— Task input —
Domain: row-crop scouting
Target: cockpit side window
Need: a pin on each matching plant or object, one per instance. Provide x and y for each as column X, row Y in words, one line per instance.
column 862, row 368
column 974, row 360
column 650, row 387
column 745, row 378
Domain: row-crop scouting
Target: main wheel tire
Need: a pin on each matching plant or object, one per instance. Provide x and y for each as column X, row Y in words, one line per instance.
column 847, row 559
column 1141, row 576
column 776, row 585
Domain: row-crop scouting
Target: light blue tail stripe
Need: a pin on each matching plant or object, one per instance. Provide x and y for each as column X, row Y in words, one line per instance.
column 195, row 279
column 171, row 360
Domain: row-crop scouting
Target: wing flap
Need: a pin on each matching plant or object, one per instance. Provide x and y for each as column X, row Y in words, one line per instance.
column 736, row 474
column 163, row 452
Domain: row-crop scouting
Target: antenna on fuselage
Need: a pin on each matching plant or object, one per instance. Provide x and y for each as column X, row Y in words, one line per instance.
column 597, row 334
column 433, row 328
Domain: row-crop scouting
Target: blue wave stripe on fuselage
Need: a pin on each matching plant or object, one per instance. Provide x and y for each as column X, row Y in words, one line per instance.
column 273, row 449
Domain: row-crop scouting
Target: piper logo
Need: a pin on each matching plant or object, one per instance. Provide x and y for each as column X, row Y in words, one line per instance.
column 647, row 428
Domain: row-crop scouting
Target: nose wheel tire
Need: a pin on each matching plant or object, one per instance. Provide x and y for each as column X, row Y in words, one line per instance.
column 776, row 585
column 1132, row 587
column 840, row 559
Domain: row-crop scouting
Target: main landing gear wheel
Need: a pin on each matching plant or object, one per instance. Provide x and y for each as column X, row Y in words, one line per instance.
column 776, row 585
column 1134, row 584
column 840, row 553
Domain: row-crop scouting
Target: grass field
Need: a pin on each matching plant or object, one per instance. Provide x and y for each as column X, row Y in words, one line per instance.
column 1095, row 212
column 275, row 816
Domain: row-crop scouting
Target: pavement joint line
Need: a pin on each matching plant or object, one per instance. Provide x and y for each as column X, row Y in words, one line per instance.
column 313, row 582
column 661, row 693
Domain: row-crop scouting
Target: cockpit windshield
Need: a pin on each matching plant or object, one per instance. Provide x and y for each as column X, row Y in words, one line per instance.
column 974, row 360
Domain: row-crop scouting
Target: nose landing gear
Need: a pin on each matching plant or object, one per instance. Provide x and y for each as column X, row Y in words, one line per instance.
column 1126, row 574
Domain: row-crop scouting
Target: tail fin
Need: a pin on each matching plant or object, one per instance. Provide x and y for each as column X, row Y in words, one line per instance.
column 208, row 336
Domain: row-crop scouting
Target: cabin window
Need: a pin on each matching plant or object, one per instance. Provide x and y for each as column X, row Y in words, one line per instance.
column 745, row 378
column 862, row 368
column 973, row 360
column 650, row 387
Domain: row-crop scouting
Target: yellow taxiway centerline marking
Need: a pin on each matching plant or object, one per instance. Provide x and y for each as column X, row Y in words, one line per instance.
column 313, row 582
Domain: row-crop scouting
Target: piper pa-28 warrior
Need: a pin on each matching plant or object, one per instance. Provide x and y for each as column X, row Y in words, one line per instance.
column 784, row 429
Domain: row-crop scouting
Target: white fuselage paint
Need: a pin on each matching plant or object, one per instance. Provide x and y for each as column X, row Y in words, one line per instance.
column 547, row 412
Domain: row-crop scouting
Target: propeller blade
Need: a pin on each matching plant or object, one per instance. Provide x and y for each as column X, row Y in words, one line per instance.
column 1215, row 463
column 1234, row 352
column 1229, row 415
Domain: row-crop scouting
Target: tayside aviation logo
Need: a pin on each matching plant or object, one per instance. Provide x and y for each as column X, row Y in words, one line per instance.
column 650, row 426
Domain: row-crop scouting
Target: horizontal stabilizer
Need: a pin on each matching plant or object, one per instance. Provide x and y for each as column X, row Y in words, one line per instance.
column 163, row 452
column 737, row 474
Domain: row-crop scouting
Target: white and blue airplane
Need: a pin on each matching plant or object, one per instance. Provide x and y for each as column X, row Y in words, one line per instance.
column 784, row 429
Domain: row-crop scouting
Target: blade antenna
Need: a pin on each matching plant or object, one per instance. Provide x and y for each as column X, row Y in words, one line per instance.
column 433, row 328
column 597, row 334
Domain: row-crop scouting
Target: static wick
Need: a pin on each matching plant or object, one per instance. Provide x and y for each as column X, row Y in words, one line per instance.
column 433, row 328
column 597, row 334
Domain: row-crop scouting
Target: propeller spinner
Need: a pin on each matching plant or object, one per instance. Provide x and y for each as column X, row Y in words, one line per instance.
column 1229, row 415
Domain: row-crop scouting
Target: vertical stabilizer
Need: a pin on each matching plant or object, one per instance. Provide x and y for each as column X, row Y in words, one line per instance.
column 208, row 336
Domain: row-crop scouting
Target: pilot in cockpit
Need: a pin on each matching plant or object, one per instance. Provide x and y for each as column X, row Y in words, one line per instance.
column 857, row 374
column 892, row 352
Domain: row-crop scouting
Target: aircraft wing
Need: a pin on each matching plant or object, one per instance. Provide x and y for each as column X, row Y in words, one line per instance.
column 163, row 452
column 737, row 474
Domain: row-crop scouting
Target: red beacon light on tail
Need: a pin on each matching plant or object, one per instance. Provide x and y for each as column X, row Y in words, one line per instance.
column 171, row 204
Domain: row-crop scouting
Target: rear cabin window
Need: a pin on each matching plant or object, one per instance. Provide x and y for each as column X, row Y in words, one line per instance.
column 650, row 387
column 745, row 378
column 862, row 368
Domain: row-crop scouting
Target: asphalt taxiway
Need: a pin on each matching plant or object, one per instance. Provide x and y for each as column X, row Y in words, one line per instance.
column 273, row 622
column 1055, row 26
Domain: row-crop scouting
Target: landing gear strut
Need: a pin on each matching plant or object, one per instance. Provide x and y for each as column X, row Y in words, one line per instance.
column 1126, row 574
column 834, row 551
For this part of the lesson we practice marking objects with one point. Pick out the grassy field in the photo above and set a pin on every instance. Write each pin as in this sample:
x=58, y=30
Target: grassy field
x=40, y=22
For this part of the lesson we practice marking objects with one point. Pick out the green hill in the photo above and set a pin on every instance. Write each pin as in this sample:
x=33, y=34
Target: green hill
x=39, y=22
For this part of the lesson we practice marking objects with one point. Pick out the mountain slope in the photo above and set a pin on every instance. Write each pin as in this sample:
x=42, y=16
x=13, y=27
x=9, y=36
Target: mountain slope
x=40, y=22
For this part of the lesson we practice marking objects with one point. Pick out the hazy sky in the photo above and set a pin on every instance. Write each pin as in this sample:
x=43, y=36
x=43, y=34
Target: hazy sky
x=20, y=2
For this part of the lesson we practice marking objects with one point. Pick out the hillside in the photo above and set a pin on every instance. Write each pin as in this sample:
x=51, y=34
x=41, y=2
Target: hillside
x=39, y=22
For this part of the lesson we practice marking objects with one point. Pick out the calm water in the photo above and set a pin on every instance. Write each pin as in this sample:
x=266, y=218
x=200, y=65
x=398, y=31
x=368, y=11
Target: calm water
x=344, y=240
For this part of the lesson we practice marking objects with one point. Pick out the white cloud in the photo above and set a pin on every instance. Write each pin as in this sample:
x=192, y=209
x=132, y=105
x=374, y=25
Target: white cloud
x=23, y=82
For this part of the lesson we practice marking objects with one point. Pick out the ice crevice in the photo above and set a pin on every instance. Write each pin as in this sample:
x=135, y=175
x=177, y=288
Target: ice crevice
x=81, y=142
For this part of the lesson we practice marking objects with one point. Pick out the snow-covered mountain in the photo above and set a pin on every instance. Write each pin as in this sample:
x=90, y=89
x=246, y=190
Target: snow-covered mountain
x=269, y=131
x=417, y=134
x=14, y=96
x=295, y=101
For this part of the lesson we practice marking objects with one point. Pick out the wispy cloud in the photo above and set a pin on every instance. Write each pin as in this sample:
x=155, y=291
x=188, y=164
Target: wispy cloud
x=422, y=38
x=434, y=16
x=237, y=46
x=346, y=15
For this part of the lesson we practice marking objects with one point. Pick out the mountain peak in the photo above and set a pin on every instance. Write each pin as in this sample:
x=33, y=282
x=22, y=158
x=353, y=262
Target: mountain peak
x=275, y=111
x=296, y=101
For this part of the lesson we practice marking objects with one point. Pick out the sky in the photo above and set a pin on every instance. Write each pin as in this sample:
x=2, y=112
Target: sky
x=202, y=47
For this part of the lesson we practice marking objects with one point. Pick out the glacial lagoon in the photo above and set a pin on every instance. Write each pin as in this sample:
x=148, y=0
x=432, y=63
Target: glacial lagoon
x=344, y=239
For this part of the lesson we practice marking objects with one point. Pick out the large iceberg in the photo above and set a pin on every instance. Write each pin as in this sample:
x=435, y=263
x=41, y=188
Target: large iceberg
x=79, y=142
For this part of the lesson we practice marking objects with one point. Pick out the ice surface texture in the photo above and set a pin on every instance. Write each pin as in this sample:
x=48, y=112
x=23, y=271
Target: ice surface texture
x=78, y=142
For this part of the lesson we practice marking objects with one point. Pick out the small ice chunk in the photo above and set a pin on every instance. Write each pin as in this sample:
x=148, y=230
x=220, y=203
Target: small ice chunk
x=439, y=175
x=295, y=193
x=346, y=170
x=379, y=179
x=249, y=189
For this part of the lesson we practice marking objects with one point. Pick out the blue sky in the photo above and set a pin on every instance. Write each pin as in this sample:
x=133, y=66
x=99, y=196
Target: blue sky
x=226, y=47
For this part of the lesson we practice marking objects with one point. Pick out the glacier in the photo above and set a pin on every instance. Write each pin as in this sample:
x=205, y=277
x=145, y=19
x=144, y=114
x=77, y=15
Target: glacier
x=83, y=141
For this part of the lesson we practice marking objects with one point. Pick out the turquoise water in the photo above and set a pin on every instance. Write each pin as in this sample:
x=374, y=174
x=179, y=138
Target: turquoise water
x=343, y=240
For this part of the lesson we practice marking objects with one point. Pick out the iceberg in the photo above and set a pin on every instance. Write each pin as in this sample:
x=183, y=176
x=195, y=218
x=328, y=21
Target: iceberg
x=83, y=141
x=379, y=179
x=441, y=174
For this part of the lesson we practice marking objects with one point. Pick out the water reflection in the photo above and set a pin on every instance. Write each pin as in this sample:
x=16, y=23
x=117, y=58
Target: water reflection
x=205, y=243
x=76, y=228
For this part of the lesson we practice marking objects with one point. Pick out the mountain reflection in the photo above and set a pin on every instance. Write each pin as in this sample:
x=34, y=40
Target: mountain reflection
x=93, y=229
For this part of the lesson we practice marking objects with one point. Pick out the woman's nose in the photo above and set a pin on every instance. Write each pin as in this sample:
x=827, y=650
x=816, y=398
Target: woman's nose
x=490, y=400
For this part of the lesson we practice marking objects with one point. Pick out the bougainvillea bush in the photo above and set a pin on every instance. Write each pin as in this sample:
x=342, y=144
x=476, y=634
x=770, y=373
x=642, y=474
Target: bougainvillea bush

— Work task —
In the records above, find each line with the word "fuselage" and copy it out.

— Exercise answer —
Target: antenna on fuselage
Target: blue wave stripe on fuselage
Target: white fuselage paint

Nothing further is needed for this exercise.